── Stored records ──

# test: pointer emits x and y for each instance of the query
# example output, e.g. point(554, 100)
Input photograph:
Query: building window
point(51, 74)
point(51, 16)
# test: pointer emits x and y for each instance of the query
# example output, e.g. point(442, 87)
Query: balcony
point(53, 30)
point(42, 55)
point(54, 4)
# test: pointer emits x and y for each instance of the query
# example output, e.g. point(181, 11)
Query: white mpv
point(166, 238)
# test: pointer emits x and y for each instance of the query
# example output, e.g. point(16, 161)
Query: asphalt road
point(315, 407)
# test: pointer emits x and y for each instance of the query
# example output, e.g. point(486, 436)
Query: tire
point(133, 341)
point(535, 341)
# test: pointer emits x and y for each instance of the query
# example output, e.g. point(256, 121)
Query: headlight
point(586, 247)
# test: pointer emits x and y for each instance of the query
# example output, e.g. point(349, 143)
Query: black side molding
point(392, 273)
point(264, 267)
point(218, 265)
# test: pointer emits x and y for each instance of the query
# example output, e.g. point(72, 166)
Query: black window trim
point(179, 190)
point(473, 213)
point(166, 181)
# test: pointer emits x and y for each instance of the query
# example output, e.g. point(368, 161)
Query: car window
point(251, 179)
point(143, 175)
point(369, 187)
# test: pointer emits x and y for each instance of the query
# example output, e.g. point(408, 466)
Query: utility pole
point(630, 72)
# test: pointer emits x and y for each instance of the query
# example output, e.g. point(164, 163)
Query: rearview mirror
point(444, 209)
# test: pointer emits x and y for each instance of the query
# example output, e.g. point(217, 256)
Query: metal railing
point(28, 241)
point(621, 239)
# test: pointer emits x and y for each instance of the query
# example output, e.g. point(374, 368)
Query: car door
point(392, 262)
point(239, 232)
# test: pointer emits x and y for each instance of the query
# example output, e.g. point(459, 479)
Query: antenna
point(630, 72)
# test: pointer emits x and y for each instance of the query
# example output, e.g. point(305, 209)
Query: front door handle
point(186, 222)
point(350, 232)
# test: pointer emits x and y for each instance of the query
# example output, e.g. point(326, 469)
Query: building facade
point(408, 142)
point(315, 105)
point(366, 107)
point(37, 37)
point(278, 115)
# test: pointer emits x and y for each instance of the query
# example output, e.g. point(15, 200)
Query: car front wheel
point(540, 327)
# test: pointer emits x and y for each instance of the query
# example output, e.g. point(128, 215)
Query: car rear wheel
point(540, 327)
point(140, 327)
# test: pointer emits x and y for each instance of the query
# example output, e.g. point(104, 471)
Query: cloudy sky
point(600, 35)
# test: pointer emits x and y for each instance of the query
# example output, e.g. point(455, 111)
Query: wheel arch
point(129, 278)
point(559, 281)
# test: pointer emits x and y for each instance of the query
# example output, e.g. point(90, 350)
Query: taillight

───

Task directions:
Please repeat all the records above exactly as they appear.

Solution to this exercise:
# test: pointer emits x and y for each instance of the query
# example output, e.g. point(554, 100)
Input photograph:
Query: building window
point(51, 74)
point(51, 16)
# test: pointer emits x and y for each instance of the query
# example output, e.g. point(442, 87)
Query: balcony
point(53, 30)
point(42, 55)
point(54, 4)
# test: pointer emits x and y for each instance of the query
# example output, e.g. point(181, 11)
Query: white mpv
point(166, 238)
# test: pointer emits x and y for each instance of the query
# example output, e.g. point(16, 161)
Query: asphalt road
point(315, 407)
# test: pointer emits x and y for each instance of the query
# example output, e.g. point(486, 436)
Query: tire
point(133, 341)
point(535, 341)
# test: pointer emits x and y for each instance of the query
# example output, e.g. point(256, 121)
Query: headlight
point(586, 247)
# test: pointer emits x and y for each instance of the query
# example output, e.g. point(349, 143)
Query: black side molding
point(392, 273)
point(264, 267)
point(218, 265)
# test: pointer emits x and y for each instance of the query
# example output, e.g. point(72, 166)
Query: black window trim
point(179, 190)
point(473, 213)
point(166, 181)
# test: pointer emits x and y for each instance of the query
# example output, e.g. point(368, 161)
Query: car window
point(251, 179)
point(143, 175)
point(369, 187)
# test: pointer emits x and y for each instance of the query
# example output, e.g. point(408, 466)
Query: utility pole
point(630, 72)
# test: pointer emits x and y for each instance of the query
# example output, e.g. point(164, 163)
Query: rearview mirror
point(444, 209)
# test: pointer emits x and y for each instance of the query
# example output, e.g. point(217, 256)
Query: metal railing
point(28, 241)
point(621, 239)
# test: pointer emits x and y for each instance of the query
# example output, e.g. point(374, 368)
Query: car door
point(392, 262)
point(239, 232)
# test: pointer emits x and y for each instance of the query
# example output, e.g. point(459, 479)
Query: antenna
point(630, 72)
# test: pointer emits x and y for each instance of the query
# example output, e.g. point(305, 209)
Query: front door handle
point(186, 222)
point(350, 232)
# test: pointer emits x and y for each instance of the query
# example output, e.g. point(326, 469)
Query: building facade
point(408, 142)
point(315, 105)
point(366, 107)
point(37, 37)
point(278, 115)
# test: pointer emits x and y for each instance of the query
# example output, e.g. point(15, 200)
Query: car front wheel
point(540, 327)
# test: pointer emits x and y for each instance of the query
# example output, e.g. point(128, 215)
Query: car rear wheel
point(540, 327)
point(140, 327)
# test: pointer emits x and y for each instance of the query
# example output, e.g. point(104, 471)
Query: cloudy sky
point(600, 35)
# test: pointer emits x and y for each instance of the query
# example output, e.g. point(455, 111)
Query: wheel arch
point(129, 278)
point(559, 281)
# test: pointer emits x and y for each instance of the query
# example output, e.g. point(90, 350)
Query: taillight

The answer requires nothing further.